* PARTS OF THE EXERCISE:
1. Please list every item the data race detection patent abstract names as something the pointer classes relate to the computation of.
2. According to the data race detection patent abstract, why is the points-to analysis run only on program statements that impact aliases of members within a given class? Answer in one to three sentences.
3. Write the next part of the data race detection patent abstract, picking up after its final sentence.

Start of DOCUMENT PASSAGE

US20140019946A1

US20140019946A1 - Layered decomposition for scalable static data race detection of concurrent programs

Info

Publication number: US20140019946A1
Application number: US13/836,219
Authority: US
Inventors: Kostoula Papakonstantinou; Gogul Balakrishnan; Aarti Gupta; Vineet Kahlon; Hiroki Ikeda; Mitsuyuki Ohashi
Original assignee: NEC Laboratories America Inc
Current assignee: NEC Corp; NEC Laboratories America Inc
Priority date: 2012-03-15
Filing date: 2013-03-15
Publication date: 2014-01-16

Abstract

Disclosed is a method of performing static data race detection in concurrent programs wherein a control flow graph (CFG) is decomposed into layers of bounded call-depth which are then used to perform a resulting analysis. Next, a set of pointers of interest are segmented into classes such that each pointer may only be aliased to pointers within its own class, these classes related to computation of shared variables, locksets, waitsets, and notifysets. A flow sensitive context sensitive points-to-analysis for program statements that impact aliases of members within the given class is performed—advantageously reducing the overall size of the problem at hand. Notably, the analysis for individual threads is performed independently of one another, on multiple layers of the CFG, and subsequently merging the results from the individual layers.

End of DOCUMENT PASSAGE
Start of DATASET EXTRACT

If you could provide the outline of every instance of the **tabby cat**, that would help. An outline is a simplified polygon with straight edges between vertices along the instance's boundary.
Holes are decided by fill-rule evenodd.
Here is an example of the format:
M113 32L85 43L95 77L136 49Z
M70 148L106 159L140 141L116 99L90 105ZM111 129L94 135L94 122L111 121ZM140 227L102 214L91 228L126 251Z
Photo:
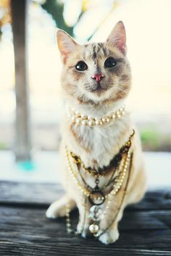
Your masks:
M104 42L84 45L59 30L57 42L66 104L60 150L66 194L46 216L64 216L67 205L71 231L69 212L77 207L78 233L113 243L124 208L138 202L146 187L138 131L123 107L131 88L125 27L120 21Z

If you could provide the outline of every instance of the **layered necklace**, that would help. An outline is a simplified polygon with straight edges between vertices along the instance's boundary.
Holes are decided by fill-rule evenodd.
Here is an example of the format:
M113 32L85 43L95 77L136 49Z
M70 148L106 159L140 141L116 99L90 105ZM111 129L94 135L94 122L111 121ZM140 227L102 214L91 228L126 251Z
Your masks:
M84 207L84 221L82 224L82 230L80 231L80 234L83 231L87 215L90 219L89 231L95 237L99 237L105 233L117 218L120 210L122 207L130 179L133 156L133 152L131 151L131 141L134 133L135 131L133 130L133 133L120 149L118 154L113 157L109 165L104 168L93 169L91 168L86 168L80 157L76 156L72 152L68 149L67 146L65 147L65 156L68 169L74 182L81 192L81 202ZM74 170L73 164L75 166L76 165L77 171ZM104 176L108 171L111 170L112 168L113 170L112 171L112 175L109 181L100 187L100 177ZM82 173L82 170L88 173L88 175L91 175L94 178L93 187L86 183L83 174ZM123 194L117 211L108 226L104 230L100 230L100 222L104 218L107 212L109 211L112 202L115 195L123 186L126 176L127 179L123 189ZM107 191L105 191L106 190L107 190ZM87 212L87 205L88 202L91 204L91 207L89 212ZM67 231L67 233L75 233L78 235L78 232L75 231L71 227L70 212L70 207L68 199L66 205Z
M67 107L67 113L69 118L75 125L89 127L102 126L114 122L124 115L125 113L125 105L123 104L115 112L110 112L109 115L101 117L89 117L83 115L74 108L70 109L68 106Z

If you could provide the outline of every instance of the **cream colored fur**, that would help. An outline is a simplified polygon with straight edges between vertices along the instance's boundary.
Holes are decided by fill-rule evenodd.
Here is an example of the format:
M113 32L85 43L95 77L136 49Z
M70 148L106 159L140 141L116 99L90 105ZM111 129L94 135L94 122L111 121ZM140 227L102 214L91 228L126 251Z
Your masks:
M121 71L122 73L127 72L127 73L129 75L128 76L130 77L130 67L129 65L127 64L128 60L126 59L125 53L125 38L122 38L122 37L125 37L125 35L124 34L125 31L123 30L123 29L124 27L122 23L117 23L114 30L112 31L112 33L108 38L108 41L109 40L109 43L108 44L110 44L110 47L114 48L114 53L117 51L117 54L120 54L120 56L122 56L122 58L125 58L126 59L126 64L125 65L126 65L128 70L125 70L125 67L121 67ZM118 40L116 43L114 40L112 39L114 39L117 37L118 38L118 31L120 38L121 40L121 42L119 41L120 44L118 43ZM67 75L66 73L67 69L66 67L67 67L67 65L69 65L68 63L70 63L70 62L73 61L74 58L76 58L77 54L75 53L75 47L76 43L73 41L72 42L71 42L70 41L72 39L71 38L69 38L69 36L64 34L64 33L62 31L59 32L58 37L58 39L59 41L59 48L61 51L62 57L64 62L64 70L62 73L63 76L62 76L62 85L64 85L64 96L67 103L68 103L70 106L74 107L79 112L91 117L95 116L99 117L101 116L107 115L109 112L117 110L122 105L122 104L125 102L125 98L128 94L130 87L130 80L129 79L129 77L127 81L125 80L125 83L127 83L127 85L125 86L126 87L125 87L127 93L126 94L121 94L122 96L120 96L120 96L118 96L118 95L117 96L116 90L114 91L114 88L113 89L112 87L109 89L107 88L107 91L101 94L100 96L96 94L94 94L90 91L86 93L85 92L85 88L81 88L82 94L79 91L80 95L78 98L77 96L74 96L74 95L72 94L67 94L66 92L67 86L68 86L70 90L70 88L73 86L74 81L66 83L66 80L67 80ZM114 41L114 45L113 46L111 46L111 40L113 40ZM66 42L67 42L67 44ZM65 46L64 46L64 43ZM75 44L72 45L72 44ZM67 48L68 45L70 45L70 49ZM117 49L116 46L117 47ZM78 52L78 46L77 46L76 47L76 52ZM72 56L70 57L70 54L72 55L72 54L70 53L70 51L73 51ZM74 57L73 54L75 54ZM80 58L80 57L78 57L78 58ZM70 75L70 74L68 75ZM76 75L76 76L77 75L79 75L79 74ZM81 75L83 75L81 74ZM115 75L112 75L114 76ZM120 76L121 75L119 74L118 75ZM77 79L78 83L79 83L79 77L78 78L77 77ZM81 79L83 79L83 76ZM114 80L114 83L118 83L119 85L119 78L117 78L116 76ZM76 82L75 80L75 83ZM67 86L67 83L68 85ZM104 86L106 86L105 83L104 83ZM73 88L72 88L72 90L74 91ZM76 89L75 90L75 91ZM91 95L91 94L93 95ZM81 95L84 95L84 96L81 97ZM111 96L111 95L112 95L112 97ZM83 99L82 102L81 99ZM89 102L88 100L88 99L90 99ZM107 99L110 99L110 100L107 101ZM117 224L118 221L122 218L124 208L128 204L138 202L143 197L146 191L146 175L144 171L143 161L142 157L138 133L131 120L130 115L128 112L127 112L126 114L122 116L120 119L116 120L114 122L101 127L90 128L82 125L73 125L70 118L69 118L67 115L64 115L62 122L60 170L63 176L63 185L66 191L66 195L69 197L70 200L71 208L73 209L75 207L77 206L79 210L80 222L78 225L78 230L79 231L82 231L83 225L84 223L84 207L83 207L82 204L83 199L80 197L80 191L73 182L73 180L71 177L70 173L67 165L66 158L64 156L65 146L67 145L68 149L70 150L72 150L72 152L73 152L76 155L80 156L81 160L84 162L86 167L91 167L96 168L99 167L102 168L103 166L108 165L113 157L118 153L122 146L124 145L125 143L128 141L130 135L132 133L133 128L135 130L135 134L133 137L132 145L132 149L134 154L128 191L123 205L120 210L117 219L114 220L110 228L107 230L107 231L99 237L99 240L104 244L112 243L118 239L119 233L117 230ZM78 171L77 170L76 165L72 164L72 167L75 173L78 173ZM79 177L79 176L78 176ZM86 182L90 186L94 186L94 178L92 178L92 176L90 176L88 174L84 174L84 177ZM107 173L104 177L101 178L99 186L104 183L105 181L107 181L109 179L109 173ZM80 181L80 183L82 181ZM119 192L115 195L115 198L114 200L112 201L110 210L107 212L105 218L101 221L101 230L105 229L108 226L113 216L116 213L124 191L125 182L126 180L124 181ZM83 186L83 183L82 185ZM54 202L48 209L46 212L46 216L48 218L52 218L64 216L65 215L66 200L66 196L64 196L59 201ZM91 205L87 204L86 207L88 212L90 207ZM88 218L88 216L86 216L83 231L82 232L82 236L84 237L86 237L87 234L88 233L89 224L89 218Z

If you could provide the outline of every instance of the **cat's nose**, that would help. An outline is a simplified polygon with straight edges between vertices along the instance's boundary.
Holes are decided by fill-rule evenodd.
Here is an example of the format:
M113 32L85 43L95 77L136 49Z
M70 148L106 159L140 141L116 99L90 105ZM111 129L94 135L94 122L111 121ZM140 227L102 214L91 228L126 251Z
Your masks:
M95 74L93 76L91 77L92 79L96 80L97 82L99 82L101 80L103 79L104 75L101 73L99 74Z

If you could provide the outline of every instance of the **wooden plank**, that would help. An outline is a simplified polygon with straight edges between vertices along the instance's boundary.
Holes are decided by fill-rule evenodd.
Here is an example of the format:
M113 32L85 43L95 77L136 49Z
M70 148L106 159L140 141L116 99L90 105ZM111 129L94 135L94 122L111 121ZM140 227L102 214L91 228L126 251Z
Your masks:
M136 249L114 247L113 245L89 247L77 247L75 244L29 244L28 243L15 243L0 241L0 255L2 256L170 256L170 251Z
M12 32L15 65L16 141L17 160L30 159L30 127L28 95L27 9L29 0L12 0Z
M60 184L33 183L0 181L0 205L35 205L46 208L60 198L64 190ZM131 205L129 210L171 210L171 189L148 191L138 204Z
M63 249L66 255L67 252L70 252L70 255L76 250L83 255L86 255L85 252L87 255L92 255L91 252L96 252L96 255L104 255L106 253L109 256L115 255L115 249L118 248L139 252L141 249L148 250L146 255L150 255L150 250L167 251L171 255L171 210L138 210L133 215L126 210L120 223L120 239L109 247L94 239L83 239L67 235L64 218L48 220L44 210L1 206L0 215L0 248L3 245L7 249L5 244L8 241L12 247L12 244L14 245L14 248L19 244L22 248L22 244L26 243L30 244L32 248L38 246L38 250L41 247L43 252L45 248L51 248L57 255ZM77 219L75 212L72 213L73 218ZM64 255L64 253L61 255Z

End of DATASET EXTRACT

* RESPONSES IN ORDER:
1.
- Shared variables
- Locksets
- Waitsets
- Notifysets

2. The pointers of interest are split into classes so that each pointer can only be aliased to pointers in its own class. Running the flow-sensitive, context-sensitive points-to analysis only on statements that affect aliases within one class therefore reduces the overall size of the problem.

3.
Description

CROSS REFERENCE TO RELATED APPLICATIONS

This application claims the benefit of U.S. Provisional Patent Application Ser. No. 61/611,219 filed Mar. 15, 2012 for all purposes as if set forth at length herein.

TECHNICAL FIELD

This disclosure relates generally to the field of computer software and in particular to a precise and scalable static data race detection technique for debugging large, multi-threaded computer software programs.

BACKGROUND

The widespread use of concurrent software programs in contemporary computing systems has necessitated the development of debugging methodologies for multi-threaded concurrent software. Concurrent software programs however are behaviorally complex and involve subtle interactions between multiple threads which make them particularly difficult to analyze and debug.
One type of error in a concurrent software program that is notoriously difficult to catch by contemporary methods involves data race violations. A data race occurs when two different threads in a given software program can simultaneously access a shared variable, with at least one of the accesses being a write operation. Those skilled in the art will readily appreciate that the presence of data race conditions in a concurrent software program oftentimes renders its behavior non-deterministic thereby rendering bug detection difficult.

SUMMARY

An advance in the art is made according to an aspect of the present disclosure directed to a layered program decomposition method for static data race detection in concurrent programs.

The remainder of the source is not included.